SHORT EXERCISE 1. In the listing, rewrite the lines from the one containing "Exercise. Annotate the orange" through the one containing "x=919, y=718", replacing "Annotate" with "Mark" and keeping everything else the same.

DOCUMENT EXTRACT.
•••
Threaded interface buffer with anti-rotation structure

A threaded interface buffer with anti-rotation structure is provided, comprising a buffer housing (1), a buffer capsule (2) and a drawbar (3), wherein the drawbar (3) comprises a connection portion (4) connected to the buffer capsule (2); the drawbar (3) is in threaded connection to the buffer capsule (2) through the connection portion (4); and, a first level anti-rotation structure (5) for limiting the rotation of the drawbar (3) and the buffer capsule (2) is mounted thereon, and a second level anti-rotation structure (6) for limiting the rotation of the drawbar (3) and the buffer housing (1) is mounted therebetween, so that the versatility and adaptability of the buffer can be enhanced and the operational stability of the buffer is ensured.

TECHNICAL FIELD

The present invention relates to a buffer device for rail vehicle, and in particular to a buffer and an anti-rotation structure thereof.
•••
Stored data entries
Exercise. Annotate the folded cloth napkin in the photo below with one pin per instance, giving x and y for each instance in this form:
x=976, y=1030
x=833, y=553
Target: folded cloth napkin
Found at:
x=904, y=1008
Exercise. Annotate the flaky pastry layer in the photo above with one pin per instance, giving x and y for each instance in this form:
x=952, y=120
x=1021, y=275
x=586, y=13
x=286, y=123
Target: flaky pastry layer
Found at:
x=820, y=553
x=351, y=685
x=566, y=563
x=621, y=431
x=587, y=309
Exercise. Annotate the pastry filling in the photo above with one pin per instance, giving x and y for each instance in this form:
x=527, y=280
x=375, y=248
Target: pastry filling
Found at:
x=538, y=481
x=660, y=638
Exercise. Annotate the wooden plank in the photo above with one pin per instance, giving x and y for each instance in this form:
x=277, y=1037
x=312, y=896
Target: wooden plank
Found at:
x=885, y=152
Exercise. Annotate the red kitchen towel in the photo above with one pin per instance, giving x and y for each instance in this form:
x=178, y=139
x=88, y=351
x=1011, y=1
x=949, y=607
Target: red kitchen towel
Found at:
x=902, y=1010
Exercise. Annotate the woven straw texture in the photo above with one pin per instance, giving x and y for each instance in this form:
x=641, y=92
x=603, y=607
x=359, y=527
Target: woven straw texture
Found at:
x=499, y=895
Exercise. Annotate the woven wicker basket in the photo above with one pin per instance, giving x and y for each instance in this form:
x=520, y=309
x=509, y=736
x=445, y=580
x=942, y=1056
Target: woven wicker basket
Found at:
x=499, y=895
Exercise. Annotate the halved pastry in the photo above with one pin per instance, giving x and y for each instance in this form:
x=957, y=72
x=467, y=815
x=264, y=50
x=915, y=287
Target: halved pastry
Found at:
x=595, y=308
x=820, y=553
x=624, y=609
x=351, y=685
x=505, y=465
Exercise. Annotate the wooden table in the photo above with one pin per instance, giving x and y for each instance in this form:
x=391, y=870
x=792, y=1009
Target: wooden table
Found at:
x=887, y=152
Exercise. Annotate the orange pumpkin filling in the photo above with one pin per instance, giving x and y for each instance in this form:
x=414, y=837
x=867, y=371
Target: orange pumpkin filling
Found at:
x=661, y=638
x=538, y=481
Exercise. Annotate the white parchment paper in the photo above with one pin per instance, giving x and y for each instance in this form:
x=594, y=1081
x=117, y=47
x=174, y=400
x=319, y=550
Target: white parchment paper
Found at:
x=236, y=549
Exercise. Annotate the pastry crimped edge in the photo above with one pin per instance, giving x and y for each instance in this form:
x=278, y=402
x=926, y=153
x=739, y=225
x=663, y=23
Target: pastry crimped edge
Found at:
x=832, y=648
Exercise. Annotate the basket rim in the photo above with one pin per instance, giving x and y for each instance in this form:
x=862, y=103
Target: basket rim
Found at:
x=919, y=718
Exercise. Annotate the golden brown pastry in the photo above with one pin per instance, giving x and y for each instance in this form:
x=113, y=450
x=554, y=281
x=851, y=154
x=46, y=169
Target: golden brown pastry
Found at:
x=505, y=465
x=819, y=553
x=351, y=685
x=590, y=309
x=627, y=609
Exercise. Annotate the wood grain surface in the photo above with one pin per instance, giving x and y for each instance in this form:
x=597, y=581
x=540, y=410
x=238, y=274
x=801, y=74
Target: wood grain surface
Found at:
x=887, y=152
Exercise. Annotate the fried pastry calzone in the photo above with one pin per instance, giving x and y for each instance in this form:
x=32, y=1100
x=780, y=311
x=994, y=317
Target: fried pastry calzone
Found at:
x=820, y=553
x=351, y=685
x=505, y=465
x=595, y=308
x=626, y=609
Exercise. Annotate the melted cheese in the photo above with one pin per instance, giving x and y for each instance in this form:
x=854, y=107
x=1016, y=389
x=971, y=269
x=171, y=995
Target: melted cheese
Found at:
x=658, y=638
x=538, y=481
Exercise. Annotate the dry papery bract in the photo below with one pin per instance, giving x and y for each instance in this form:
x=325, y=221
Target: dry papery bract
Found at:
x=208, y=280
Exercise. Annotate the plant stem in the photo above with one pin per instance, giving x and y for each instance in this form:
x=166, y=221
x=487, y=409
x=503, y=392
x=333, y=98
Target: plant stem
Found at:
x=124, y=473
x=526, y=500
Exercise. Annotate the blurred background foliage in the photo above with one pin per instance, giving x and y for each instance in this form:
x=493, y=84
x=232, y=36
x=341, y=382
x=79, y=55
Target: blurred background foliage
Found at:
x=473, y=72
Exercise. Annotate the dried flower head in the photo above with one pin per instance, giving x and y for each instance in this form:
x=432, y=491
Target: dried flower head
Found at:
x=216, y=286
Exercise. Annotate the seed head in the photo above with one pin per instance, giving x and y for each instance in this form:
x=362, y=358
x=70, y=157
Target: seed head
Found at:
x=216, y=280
•••
SHORT EXERCISE 2. Transcribe the passage on the threaded interface buffer, starting at the words "A threaded interface" and stopping after "buffer is ensured.".

REPLY 1.
Exercise. Mark the orange pumpkin filling in the photo above with one pin per instance, giving x and y for each instance in this form:
x=414, y=837
x=867, y=371
Target: orange pumpkin filling
Found at:
x=661, y=638
x=538, y=481
Exercise. Mark the white parchment paper in the photo above with one pin per instance, giving x and y for each instance in this form:
x=594, y=1081
x=117, y=47
x=174, y=400
x=319, y=550
Target: white parchment paper
Found at:
x=236, y=549
Exercise. Mark the pastry crimped edge in the photo above with one pin per instance, giving x and y for each instance in this form:
x=278, y=402
x=926, y=153
x=739, y=225
x=663, y=23
Target: pastry crimped edge
Found at:
x=832, y=648
Exercise. Mark the basket rim in the photo above with one pin per instance, giving x and y for each instance in this form:
x=862, y=103
Target: basket rim
Found at:
x=919, y=718

REPLY 2.
A threaded interface buffer with anti-rotation structure is provided, comprising a buffer housing (1), a buffer capsule (2) and a drawbar (3), wherein the drawbar (3) comprises a connection portion (4) connected to the buffer capsule (2); the drawbar (3) is in threaded connection to the buffer capsule (2) through the connection portion (4); and, a first level anti-rotation structure (5) for limiting the rotation of the drawbar (3) and the buffer capsule (2) is mounted thereon, and a second level anti-rotation structure (6) for limiting the rotation of the drawbar (3) and the buffer housing (1) is mounted therebetween, so that the versatility and adaptability of the buffer can be enhanced and the operational stability of the buffer is ensured.